Task statement: Starting at the top line, print the entries below exactly as they are and skip every picture.
BEGIN Task material
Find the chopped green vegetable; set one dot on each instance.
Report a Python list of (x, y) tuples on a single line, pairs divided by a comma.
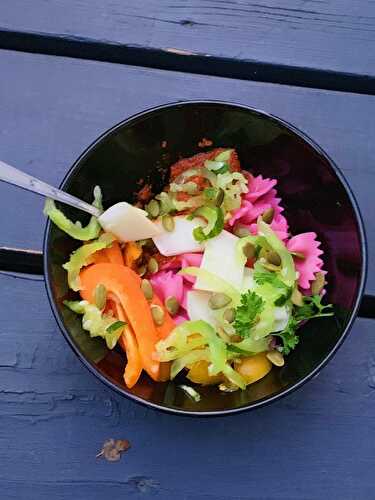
[(312, 308), (288, 336), (215, 283), (241, 244), (191, 357), (115, 326), (210, 193), (247, 313), (262, 277), (191, 392), (80, 258), (188, 187), (181, 344), (234, 349), (96, 323), (166, 203), (234, 184), (288, 272), (75, 229), (215, 222), (218, 167)]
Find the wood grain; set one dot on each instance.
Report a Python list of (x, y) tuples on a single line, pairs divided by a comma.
[(55, 416), (52, 108), (336, 35)]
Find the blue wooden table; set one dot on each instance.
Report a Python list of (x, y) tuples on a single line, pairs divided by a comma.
[(69, 70)]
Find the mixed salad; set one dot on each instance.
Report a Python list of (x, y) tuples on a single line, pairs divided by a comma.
[(206, 282)]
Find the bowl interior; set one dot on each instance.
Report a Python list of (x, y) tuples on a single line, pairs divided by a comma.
[(140, 150)]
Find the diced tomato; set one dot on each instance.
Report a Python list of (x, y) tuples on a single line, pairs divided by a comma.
[(199, 159)]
END Task material
Result of this exercise:
Find the chopped green vegetable; set one dot on each instance.
Report a Python list of (x, y) tuples on a single line, pairs divided by a comma.
[(312, 308), (288, 336), (215, 283), (241, 244), (191, 357), (115, 326), (210, 193), (247, 313), (262, 277), (191, 392), (80, 258), (188, 187), (181, 344), (234, 349), (96, 323), (166, 203), (234, 184), (288, 272), (75, 229), (215, 222), (218, 167)]
Find the wood grain; set one dot on each instance.
Report a Python list of (x, y) tuples on a single line, pairs divided by a comma.
[(55, 416), (52, 108), (336, 35)]
Find the blue wooden table; set one dot on each instance.
Report a Python list of (x, y) tuples on a single line, pairs divided by a comma.
[(69, 70)]
Find the mixed salad; set one dot on each instance.
Report a Python list of (x, y) tuples on a single line, pairs divided by a comma.
[(206, 282)]
Find the bowl interior; set one dot on each instance.
Report a Python list of (x, y) tuples on a single line, pairs divided by a comma.
[(140, 150)]
Find the diced tomato; set one dot on each instance.
Report a Python list of (x, y) tuples on a single line, pairs divided by a comma.
[(199, 159)]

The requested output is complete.